◆ **SOURCE DOCUMENT**
****

Posted on 03/09/2012 12:41:14 PM PST by Kartographer
Greece triggered the payment on default insurance contracts by using legislation that forces losses on all private creditors, the International Swaps and Derivatives Association said on Friday.
Greece said it would use this legislation, known as a collective action clause, to force private creditors into a bond swap. This follows creditors' voluntary tendering of 85.8 percent of the 177 billion euros in bonds regulated by Greek law. The use of CACs should boost participation to 95.7 percent.
(Excerpt) Read more at reuters.com ...
In English, they’ve defaulted.
And the market thinks they’ll default again. The new 4%, 30 year bonds being issued to replace the old bonds are trading on a “when issued” basis at 20%+ yields...
Who is next? Spain?
“Who is next?”
IMHO, Cyprus will fall once the CDS event begins to get sorted. Soon after will be Portugal, Ireland, Hungary. And Belarus will default again.
Soon after that will be Egypt, Lebanon, Syria and possibly Montenegro and Bosnia/Herz.
As this progresses, the situations in Turkey and Italy are going to deteriorate substantially as they lose the ability to secure Letters of Credit from their regional trading partners.
I would go with Portugal. They like Greece don’t have much of a manufacturing economy. That would probably hit Spain the hardest from what i’ve read because their banks (again,what i read) hold substantial amounts of Portuguese paper.
First domino falls .....
Good. The ISDA could not take any other position and retain any semblance of legitimacy.
Interesting.... I was sure that the ISDA would joint the “Conspiracy” and claim that no default occurred. Short term, this will send financial stocks into a tailspin. Long term, however, its good news because it will mean that (endless bailouts aside), fiscal defaults have consequences. Anything that empowers the Bond vigilantees is good.
Not triggering the CDS policies would have been the end of CDS policies in Europe, and would have raised borrowing rates for Greece (and probably the rest of the PIIGS) sky high, because it would be more difficult to insure against default risk.
Portugal next.
Portugal next.
http://www.reuters.com/article/2012/01/27/us-eurozone-portugal-idUSTRE80Q0PJ20120127
http://www.creditwritedowns.com/2012/01/portugal-greece-comparison.html
http://www.dnbcustomer.com/?elqPURLPage=184
http://harveyorgan.blogspot.com/2012/01/all-eyes-turning-to-portugal-as-greek.html
If all of the defaults you expressed in your post were to materialize, wouldn’t that take down France as well, since they would now have to write down all of their loans on these nations?
The vast majority of all CDS contracts were issued by the five big USA banks. They know that they have the Bernank in their pocket: he’ll cover their sorry asses every time. They are members of the Club, the CBL, the Bankster Mob.
I’ve grown tired trying to guess when the dominos’ fall will gain momentum.
Regarding Egypt, which I believe will go literally bankrupt, as in no amount of smoke and mirrors will be able to hide bankrupt, is fast fast approaching.
http://blog.atimes.net/?p=2013
Egypt is Down to $10 Billion in Reserves, says New York Times
January 25th, 2012
By David Goldman
Thank you for teaching me about Egypt’s dire finanical situation. That was not even on my radar. Great, another primed Keg of explosives set to blow in the Middle East.
I guess I have some studying to do regarding Egypt’s financial situation. Thanks again for the lead.

****

◆ **GIVEN INFORMATION**
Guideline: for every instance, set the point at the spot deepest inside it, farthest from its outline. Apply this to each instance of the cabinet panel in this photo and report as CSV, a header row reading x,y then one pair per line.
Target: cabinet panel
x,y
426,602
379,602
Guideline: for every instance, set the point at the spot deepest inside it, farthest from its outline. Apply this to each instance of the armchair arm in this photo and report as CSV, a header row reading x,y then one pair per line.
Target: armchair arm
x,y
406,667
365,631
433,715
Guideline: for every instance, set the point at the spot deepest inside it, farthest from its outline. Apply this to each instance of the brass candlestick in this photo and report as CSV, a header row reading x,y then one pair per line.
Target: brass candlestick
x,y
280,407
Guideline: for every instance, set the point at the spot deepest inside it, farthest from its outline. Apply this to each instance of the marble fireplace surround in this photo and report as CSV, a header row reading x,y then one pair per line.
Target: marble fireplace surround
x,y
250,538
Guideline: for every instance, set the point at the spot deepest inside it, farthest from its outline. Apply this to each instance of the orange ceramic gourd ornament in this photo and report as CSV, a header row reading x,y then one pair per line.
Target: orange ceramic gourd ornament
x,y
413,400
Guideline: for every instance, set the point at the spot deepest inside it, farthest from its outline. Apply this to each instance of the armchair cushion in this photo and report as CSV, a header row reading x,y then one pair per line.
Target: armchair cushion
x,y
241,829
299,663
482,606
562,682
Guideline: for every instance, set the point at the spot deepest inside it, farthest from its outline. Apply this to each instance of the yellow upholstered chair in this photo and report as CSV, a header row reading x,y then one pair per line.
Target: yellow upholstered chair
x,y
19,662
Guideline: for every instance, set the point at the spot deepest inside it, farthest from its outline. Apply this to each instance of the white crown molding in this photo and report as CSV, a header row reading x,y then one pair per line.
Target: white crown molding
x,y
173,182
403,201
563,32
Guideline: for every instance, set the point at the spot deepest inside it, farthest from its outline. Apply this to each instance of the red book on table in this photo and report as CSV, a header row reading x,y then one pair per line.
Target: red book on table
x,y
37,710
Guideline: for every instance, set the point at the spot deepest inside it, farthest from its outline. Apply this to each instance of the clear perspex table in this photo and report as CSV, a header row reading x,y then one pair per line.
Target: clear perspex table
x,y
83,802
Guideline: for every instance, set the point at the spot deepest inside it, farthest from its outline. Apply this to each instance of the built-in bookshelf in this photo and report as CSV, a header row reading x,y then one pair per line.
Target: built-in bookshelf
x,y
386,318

****

◆ **TASK DETAILS**
Transcribe word for word the thread on Greece's default from "And the market" up to and including "at 20%+ yields...". Nothing in the listing is needed here.

◆ **RESULT OF THIS EXERCISE**
And the market thinks they’ll default again. The new 4%, 30 year bonds being issued to replace the old bonds are trading on a “when issued” basis at 20%+ yields...